### FRAGMENTO SELECCIONADO
····················
El Cerro

Ramón Meza

 

     Verde y blanco. Verde, por el exhuberante follaje de añejas plantas y arbustos de adorno, por el penacho de esmeralda de las palmeras; follaje y horasca que no logran tener a raya las rejas de hierro, de madera y cercas de mampostería y ladrillos coronadas de vidrios sobre las cuales tienden las lianas sus guirnaldas. Y blanco, por los frontis, columnatas, capiteles y frisos de correcto corte clásico que se destacan esmeradamente blanqueados, con reflejos de mate porcelana a la luz del sol, por entre la masa verde de la vegetación lujuriosa que crece en torno de las viviendas, en aquella tierra humedecida por arroyuelos y vetas líquidas que aún serpean entre el macío y los nelumbios de agua representantes de la vegetación desaparecida de antiguos cenagales extinguidos por el drenaje.
     El Cerro tiene algunos edificios cuya construcción está ajustada a las más severas prescripciones de los estilos griegos, llenos de armonía y proporción en sus dimensiones. El basamento general del edificio, al cual se asciende por gradas, la columna con su fuste estriado y correctamente marcados sus capiteles y base, los frisos, las cornisas y los tímpanos con sus líneas y adornos trazados con gusto y precisión, los pórticos elegantes y cómodos, contribuyen a imprimir a este barrio cierto sello de superior distinción en punto a cultura arquitectónica. El ensanche de la ciudad, las necesidades del comercio y el aumento de población han desfigurado un tanto el aspecto general que hasta hace pocos años presentaba el barrio del Cerro, con sus buenas construcciones aisladas, rodeadas de jardines cuyas columnatas blancas y sus tímpanos rompen con sus siluetas rígidas la maza movible del lozano follaje.
     Y en torno de estos edificios de clásico molde, extendíanse los inmensos y bien cuidados jardines cuyo trazado y ornato a las claras revelaba su origen árabe. Los arriates donde florecían y perfumaban el ambiente los jazmines, las azucenas, las rosas y diamelas; las graderías donde en macetones de barro cocido, hacían estallar sus flores rojas los claveles; las calles de naranjos repletas de azahares en Octubre, y de dorados globos en Enero; las fuentes de triple tazón, las glorietas ornadas de lianas, los leones de mármol dormido al pie de los pórticos, y las palmas reales, con su esbelto fuste y su abanico de esmeralda movido por la brisa suave, son detalles, reminiscencias, del gusto de la molicie de soñadoras razas orientales, imitadas, reproducidas en esta tierra tropical, de análogo clima y análoga raza, por las tradiciones y la herencia.
     Todas las flores de Cuba y las exóticas que en Cuba pudieron aclimatarse veíanse en los jardines del Cerro. El cortinaje verde, que por todas partes como invariable fondo presentaba el macizo follaje, estaba matizado por todos los colores que en su cáliz ostentaban con su brillantez y hermosura las flores: desde el blanco del perfumado jazmín del Cabo y el rojo del Malpacífico hasta el azul, el azul intenso de la conchita, inverosímil en una flor y que tal se diría, por su rareza, que fue importada de lejano país de hadas.
····················
### MATERIAL PROPORCIONADO
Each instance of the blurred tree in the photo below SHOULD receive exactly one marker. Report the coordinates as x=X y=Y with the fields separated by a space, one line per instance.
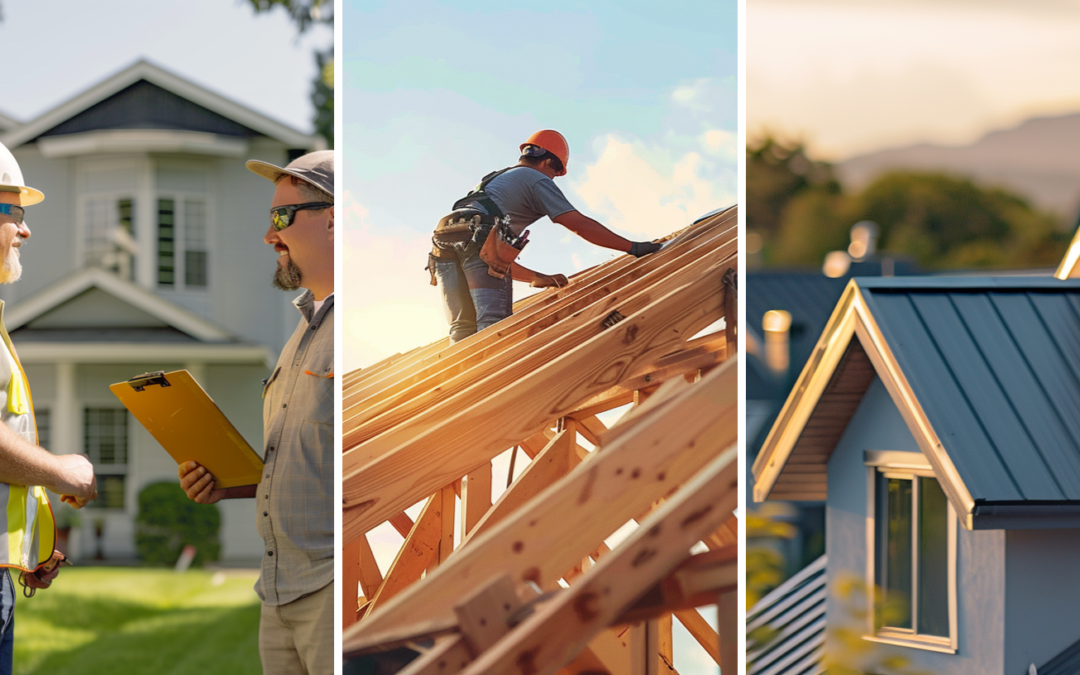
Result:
x=305 y=13
x=950 y=223
x=779 y=172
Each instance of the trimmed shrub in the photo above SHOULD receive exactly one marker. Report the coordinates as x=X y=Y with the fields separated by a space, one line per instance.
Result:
x=167 y=521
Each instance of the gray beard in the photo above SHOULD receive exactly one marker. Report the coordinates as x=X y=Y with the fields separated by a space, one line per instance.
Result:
x=287 y=277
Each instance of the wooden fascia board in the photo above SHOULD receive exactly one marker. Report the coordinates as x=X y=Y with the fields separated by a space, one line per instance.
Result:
x=406 y=408
x=557 y=306
x=852 y=318
x=1068 y=267
x=437 y=446
x=805 y=395
x=900 y=390
x=552 y=531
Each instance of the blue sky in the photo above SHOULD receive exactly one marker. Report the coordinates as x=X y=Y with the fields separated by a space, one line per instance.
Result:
x=436 y=96
x=220 y=44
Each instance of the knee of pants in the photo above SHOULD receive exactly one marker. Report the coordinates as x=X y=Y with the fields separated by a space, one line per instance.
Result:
x=493 y=305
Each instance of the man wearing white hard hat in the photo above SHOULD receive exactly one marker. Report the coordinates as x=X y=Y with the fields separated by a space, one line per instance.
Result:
x=295 y=500
x=26 y=469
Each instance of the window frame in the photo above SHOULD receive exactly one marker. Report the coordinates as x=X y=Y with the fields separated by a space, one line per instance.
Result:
x=112 y=469
x=907 y=466
x=180 y=199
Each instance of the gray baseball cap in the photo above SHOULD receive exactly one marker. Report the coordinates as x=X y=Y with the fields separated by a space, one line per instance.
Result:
x=314 y=167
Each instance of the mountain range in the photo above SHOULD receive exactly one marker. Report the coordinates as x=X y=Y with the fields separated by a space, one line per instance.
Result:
x=1039 y=159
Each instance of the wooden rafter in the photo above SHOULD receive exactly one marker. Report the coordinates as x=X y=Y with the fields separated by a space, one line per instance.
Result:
x=429 y=422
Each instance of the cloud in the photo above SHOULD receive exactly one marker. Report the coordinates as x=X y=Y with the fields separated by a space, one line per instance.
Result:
x=390 y=307
x=645 y=191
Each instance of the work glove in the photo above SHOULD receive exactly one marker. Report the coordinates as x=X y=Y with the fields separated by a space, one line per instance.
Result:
x=643 y=248
x=547 y=281
x=44 y=575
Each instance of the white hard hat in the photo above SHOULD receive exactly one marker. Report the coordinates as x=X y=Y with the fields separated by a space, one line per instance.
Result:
x=11 y=179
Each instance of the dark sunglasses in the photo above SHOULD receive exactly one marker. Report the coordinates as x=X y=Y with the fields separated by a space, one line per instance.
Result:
x=15 y=212
x=283 y=216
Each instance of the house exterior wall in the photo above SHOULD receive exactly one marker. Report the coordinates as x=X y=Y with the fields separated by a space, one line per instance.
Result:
x=1042 y=595
x=981 y=555
x=239 y=298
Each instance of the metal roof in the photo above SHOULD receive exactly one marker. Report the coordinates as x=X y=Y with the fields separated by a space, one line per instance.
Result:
x=995 y=363
x=1065 y=663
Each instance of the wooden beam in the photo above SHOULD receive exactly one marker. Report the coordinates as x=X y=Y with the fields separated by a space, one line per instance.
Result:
x=484 y=617
x=350 y=588
x=586 y=288
x=417 y=554
x=558 y=630
x=363 y=443
x=475 y=497
x=544 y=538
x=553 y=462
x=474 y=435
x=447 y=496
x=701 y=632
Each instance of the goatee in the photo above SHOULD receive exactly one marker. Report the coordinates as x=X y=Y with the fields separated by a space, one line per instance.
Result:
····················
### LISTA DE TAREAS
**1.** Extrae tal cual, del fragmento sobre el barrio del Cerro, el tramo que va desde "Verde y blanco." hasta "por el drenaje.", ambos incluidos.
**2.** Prolonga el fragmento sobre el barrio del Cerro a partir de su última oración.

### RESULTADOS
**1.**
Verde y blanco. Verde, por el exhuberante follaje de añejas plantas y arbustos de adorno, por el penacho de esmeralda de las palmeras; follaje y horasca que no logran tener a raya las rejas de hierro, de madera y cercas de mampostería y ladrillos coronadas de vidrios sobre las cuales tienden las lianas sus guirnaldas. Y blanco, por los frontis, columnatas, capiteles y frisos de correcto corte clásico que se destacan esmeradamente blanqueados, con reflejos de mate porcelana a la luz del sol, por entre la masa verde de la vegetación lujuriosa que crece en torno de las viviendas, en aquella tierra humedecida por arroyuelos y vetas líquidas que aún serpean entre el macío y los nelumbios de agua representantes de la vegetación desaparecida de antiguos cenagales extinguidos por el drenaje.

**2.**
     Pero no todos son rasgos de estilos clásico y oriental en las construcciones y jardines del Cerro. Hay una calle en él donde los edificios contrastan con los que se levantan a ambos lados de la ancha calzada cubierta por el polvo de la piedra caliza, que el tráfico y el sol desmoronan esparciéndola en nubes que incomodan. Las construcciones de madera del Tulipán, los muros y paredes de ladrillo sin repello, por donde trepa la yedra y tienden sus ramos de rosadas flores el coralillo y el bouguenville, las cercas de alambra, más ligeras y aéreas, sustituyendo a la de pesadas lanzas de hierro u otras de aspecto amenazador y formidable, el césped cortado a modo de alfombra en vez del arriate relleno de tierra, marcan a las claras la influencia del gusto y de las reglas que presiden a las construcciones norteamericanas. El amplio portal de madera y las vidrieras de las ventanas en vez de las celosías y barandajes de hierro, los pisos de madera de pino acepillada y lustrosa y las paredes pintadas al óleo en vez de los suelos de mármol de cuadros blancos y negros, y los azulejos de las cenefas, a la par que lo ligero y airoso de la construcción, denotan otro estilo. Están menos defendidas; sus cercas son más humanas, aunque no llegan al ideal de verse sustituídas por la línea de césped y acera que señala el límite de la propiedad particular y ajena al lado de la vía pública, no son tan agresivas como las de Jesús del Monte, con sus cactus y caballetes coronados de vidrios de botellas. Acusan una época posterior: o un medio ambiente de más avanzada cultura social. A esto contribuye el ferrocarril próximo que detiene sus locomotoras un momento en la elegante estación de madera, rodeada de flores y cercada por muros de ladrillos, y que luego se pierde, con su ruido y su mole, entre el espeso follaje.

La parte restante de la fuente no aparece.